Given problem » Each entry that follows must be output without any deviation.

Input »
+++
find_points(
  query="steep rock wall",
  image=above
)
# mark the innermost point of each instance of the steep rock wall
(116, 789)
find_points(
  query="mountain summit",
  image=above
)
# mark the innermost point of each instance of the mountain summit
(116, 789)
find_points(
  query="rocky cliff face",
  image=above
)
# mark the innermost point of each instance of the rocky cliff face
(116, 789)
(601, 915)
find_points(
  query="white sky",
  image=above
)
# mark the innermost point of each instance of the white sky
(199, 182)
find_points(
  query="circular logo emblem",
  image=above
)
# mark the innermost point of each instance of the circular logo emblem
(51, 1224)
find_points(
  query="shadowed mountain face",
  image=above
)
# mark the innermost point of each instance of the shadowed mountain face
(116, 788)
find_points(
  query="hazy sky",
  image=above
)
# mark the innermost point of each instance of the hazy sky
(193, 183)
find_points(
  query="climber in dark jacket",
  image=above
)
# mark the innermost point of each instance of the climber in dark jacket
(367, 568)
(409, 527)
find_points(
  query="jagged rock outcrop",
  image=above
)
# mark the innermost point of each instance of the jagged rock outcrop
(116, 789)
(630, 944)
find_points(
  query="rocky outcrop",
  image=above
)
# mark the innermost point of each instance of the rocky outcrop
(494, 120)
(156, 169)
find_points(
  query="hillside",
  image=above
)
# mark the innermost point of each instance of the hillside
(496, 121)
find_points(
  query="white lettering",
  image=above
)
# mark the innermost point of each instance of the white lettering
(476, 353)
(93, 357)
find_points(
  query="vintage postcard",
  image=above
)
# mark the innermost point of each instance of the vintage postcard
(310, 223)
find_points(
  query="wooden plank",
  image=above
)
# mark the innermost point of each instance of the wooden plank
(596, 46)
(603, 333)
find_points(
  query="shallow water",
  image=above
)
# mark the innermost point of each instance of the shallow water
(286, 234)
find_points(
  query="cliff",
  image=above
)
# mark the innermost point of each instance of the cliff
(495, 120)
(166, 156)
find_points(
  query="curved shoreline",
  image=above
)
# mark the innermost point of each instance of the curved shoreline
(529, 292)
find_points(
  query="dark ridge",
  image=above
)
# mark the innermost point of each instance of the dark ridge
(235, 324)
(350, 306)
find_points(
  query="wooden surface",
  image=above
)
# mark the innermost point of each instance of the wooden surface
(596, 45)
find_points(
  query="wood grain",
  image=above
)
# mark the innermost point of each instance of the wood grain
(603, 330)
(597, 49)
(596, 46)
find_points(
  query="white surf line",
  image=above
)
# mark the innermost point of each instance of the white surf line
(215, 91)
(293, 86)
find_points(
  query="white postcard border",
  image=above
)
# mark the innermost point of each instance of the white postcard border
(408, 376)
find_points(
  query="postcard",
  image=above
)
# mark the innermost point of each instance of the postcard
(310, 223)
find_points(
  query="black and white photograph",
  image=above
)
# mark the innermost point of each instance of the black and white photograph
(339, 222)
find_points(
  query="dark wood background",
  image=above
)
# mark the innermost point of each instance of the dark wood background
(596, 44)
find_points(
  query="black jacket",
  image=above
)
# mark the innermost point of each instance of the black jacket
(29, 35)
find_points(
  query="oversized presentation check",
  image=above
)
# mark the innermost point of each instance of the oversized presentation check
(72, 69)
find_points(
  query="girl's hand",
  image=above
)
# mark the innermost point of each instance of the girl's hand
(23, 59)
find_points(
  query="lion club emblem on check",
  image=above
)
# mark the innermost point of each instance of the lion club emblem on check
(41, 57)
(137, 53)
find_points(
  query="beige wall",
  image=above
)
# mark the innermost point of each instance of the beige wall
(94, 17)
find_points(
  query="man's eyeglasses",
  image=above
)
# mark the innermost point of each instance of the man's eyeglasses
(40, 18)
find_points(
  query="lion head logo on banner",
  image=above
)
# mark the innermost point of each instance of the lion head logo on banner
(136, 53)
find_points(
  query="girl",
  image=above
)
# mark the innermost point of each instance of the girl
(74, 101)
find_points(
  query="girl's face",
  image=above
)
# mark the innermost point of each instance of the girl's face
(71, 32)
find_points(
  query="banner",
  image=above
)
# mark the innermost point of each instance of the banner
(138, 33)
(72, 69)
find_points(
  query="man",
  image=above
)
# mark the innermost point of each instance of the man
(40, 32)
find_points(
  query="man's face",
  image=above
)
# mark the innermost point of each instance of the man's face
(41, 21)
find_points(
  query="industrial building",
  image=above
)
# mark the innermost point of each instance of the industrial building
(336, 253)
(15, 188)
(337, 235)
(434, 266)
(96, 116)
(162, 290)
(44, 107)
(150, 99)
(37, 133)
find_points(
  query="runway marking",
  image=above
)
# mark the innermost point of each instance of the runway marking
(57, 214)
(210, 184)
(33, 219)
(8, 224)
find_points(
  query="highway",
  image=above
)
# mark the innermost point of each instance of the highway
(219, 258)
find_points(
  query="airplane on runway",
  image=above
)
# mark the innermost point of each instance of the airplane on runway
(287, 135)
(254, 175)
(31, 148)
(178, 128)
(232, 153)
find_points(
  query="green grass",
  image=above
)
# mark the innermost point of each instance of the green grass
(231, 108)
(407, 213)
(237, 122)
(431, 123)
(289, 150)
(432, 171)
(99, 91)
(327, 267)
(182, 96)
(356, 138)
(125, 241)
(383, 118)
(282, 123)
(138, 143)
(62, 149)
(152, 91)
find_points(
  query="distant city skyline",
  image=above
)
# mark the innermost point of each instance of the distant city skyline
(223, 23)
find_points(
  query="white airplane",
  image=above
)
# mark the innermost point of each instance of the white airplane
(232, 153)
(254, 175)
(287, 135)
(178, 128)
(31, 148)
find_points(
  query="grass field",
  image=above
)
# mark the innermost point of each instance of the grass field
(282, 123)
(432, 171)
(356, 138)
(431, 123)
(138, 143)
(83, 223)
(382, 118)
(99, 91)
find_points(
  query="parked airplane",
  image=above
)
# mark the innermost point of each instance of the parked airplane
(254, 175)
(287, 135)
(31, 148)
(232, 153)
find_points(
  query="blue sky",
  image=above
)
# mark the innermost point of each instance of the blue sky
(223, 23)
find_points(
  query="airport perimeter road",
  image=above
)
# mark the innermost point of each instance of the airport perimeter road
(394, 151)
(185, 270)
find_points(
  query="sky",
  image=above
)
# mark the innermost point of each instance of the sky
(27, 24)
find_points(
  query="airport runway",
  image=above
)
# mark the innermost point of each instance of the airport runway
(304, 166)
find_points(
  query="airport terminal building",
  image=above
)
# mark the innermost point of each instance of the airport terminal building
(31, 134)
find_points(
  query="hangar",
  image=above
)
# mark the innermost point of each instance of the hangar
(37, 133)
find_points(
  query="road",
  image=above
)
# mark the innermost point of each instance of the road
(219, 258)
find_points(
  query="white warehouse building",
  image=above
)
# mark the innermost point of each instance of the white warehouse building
+++
Exercise answer »
find_points(
  query="steep rock wall",
  image=above
)
# mark the innermost point of each instance of the steep rock wall
(116, 789)
find_points(
  query="mountain summit",
  image=above
)
# mark the innermost point of each instance of the mountain summit
(116, 789)
find_points(
  query="rocky cliff face",
  image=above
)
# mark the innermost point of each instance of the rocky cliff face
(116, 789)
(601, 915)
find_points(
  query="white sky",
  image=above
)
# mark the innermost point of each instance of the white sky
(199, 182)
find_points(
  query="circular logo emblem",
  image=above
)
# mark the innermost point of each instance of the circular logo emblem
(51, 1224)
find_points(
  query="shadowed mountain face",
  image=above
)
# mark the innermost point of each instance of the shadowed mountain face
(116, 788)
find_points(
  query="hazy sky",
  image=above
)
# mark the innermost point of each instance of the hazy sky
(193, 183)
find_points(
  query="climber in dark jacket",
  image=above
)
# mark the innermost point of each instance of the climber in dark jacket
(367, 568)
(409, 527)
find_points(
  query="jagged rock outcrop",
  image=above
)
# mark the innermost point of each instance of the jagged rock outcrop
(116, 789)
(630, 944)
find_points(
  query="rocky outcrop",
  image=above
)
# mark the innermost point of each instance of the rocky outcrop
(494, 120)
(156, 169)
find_points(
  query="hillside",
  image=above
)
# mark the innermost point of each instance of the hillside
(496, 121)
find_points(
  query="white lettering",
  image=above
)
# mark the innermost point of each instance of the white lettering
(476, 353)
(93, 357)
find_points(
  query="vintage postcard",
  image=above
)
# mark the innermost point of each instance of the vintage postcard
(310, 223)
find_points(
  query="wooden plank",
  image=above
)
# mark the innermost point of each instance of the wooden plank
(596, 46)
(603, 333)
find_points(
  query="shallow water",
  image=above
)
# mark the innermost point of each instance of the shallow water
(286, 234)
find_points(
  query="cliff",
  image=above
)
# mark the innermost point of each instance of the cliff
(495, 120)
(166, 156)
find_points(
  query="curved shoreline",
  image=above
)
# mark the innermost point of each instance of the curved shoreline
(529, 292)
find_points(
  query="dark ridge",
  image=above
)
# mark the innermost point of each instance of the dark ridge
(235, 324)
(350, 306)
find_points(
  query="wooden surface",
  image=above
)
# mark the innermost point of each instance of the wooden surface
(596, 45)
find_points(
  query="wood grain",
  image=above
)
# mark the innermost point of each instance of the wood grain
(603, 330)
(597, 49)
(596, 46)
find_points(
  query="white surf line",
  image=above
)
# mark the innermost point of each instance of the white surf line
(215, 91)
(293, 86)
find_points(
  query="white postcard border",
  image=above
)
# mark the innermost point of each instance of the white postcard border
(408, 376)
find_points(
  query="postcard",
  image=above
)
# mark the innermost point of each instance of the postcard
(310, 223)
find_points(
  query="black and white photograph",
  image=above
)
# mark the innermost point of each instance of the black and white photograph
(339, 222)
find_points(
  query="dark wood background",
  image=above
)
# mark the innermost point of each instance of the dark wood background
(596, 44)
find_points(
  query="black jacket",
  image=above
)
# mark the innermost point of each instance of the black jacket
(29, 35)
find_points(
  query="oversized presentation check",
  image=above
)
# mark the innermost point of each instance of the oversized presentation check
(72, 69)
find_points(
  query="girl's hand",
  image=above
)
# mark the innermost point of each instance of the girl's hand
(23, 59)
find_points(
  query="lion club emblem on check",
  image=above
)
# mark the innermost point of each instance of the lion club emblem on check
(41, 57)
(137, 53)
find_points(
  query="beige wall",
  image=above
)
# mark the innermost point of each instance of the beige wall
(94, 17)
find_points(
  query="man's eyeglasses",
  image=above
)
# mark the innermost point of each instance of the man's eyeglasses
(40, 18)
find_points(
  query="lion head logo on banner",
  image=above
)
# mark the innermost point of each instance of the lion head logo on banner
(136, 53)
find_points(
  query="girl",
  image=above
)
# mark the innermost point of each instance of the girl
(74, 101)
find_points(
  query="girl's face",
  image=above
)
# mark the innermost point of each instance of the girl's face
(71, 32)
find_points(
  query="banner",
  image=above
)
# mark the innermost point of each instance of the banner
(138, 33)
(72, 69)
find_points(
  query="man",
  image=above
)
# mark the innermost point of each instance of the man
(40, 32)
find_points(
  query="man's face",
  image=above
)
# mark the innermost point of each instance of the man's face
(41, 21)
find_points(
  query="industrial building",
  image=above
)
# mark the innermost point of each instance of the industrial building
(336, 253)
(15, 188)
(337, 235)
(434, 266)
(96, 116)
(162, 290)
(44, 107)
(150, 99)
(37, 133)
find_points(
  query="runway marking",
  image=above
)
# mark the innermost point of each instance of the runway marking
(57, 214)
(210, 184)
(33, 219)
(8, 224)
find_points(
  query="highway",
  image=above
)
# mark the innermost point of each instance of the highway
(219, 258)
find_points(
  query="airplane on runway",
  image=above
)
# mark the innermost point of each instance of the airplane on runway
(287, 135)
(254, 175)
(31, 148)
(178, 128)
(232, 153)
find_points(
  query="green grass",
  image=above
)
# mark the innermost point of each instance of the green grass
(231, 108)
(407, 213)
(237, 122)
(431, 123)
(289, 150)
(432, 171)
(99, 91)
(327, 267)
(182, 96)
(356, 138)
(125, 241)
(383, 118)
(282, 123)
(138, 143)
(62, 149)
(152, 91)
find_points(
  query="distant city skyline",
  image=above
)
# mark the innermost point of each instance of the distant city skyline
(223, 23)
find_points(
  query="white airplane",
  image=above
)
# mark the innermost point of each instance of the white airplane
(232, 153)
(254, 175)
(287, 135)
(178, 128)
(31, 148)
find_points(
  query="grass field",
  image=above
)
# mark the innermost point of each instance of the grass field
(282, 123)
(432, 171)
(356, 138)
(431, 123)
(138, 143)
(83, 223)
(382, 118)
(99, 91)
find_points(
  query="parked airplane",
  image=above
)
# mark the innermost point of each instance of the parked airplane
(254, 175)
(287, 135)
(31, 148)
(232, 153)
find_points(
  query="blue sky",
  image=above
)
# mark the innermost point of each instance of the blue sky
(223, 23)
find_points(
  query="airport perimeter road",
  image=above
)
# mark the innermost point of each instance of the airport perimeter road
(394, 151)
(185, 270)
find_points(
  query="sky",
  image=above
)
# mark the innermost point of each instance of the sky
(27, 24)
find_points(
  query="airport runway",
  image=above
)
# mark the innermost point of each instance of the airport runway
(304, 166)
find_points(
  query="airport terminal building",
  image=above
)
# mark the innermost point of each instance of the airport terminal building
(31, 134)
find_points(
  query="hangar",
  image=above
)
# mark the innermost point of each instance of the hangar
(37, 133)
find_points(
  query="road",
  image=above
)
# mark the innermost point of each instance of the road
(219, 258)
find_points(
  query="white warehouse building",
  image=above
)
# mark the innermost point of each instance of the white warehouse building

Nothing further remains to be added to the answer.